__EXCERPTED PASSAGE__:
--------------------

The difference between necessary schism and heresy

We said that schism divides a religion outwardly but not inwardly, and for this reason it can be seen as legitimate. But that doesn’t mean that all religious disagreements are valid and are only a matter of adaption. Error is very real, hence the very real problem of heresy. The difference is simply that heresy divides or alters or limits the spirit of the religion. That is why it is right to reject it, not simply as an inappropriate formulation, but as a dangerous error.

Schism in the universal sense

If we imagine the Primordial Tradition as the unicity of doctrinal truth, we can describe the various religions as products of schism on a more universal or drastic scale.

The Judaic-Christian schism

The most familiar example of the schism of this time would be that which occurred between the Jews and the Christians.

--------------------

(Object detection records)

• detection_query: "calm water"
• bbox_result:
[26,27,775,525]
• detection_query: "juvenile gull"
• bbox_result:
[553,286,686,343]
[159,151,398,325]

--------------------

__DIRECTIVES__:
1/ According to the passage on schism and heresy, what part of a religion does heresy divide, alter, or limit?
2/ Write out all of the object detection records line for line, unchanged.
These records are unrelated to the passage on schism and heresy.

__SOLUTIONS__:
1/ The spirit of the religion.

2/
• detection_query: "calm water"
• bbox_result:
[26,27,775,525]
• detection_query: "juvenile gull"
• bbox_result:
[553,286,686,343]
[159,151,398,325]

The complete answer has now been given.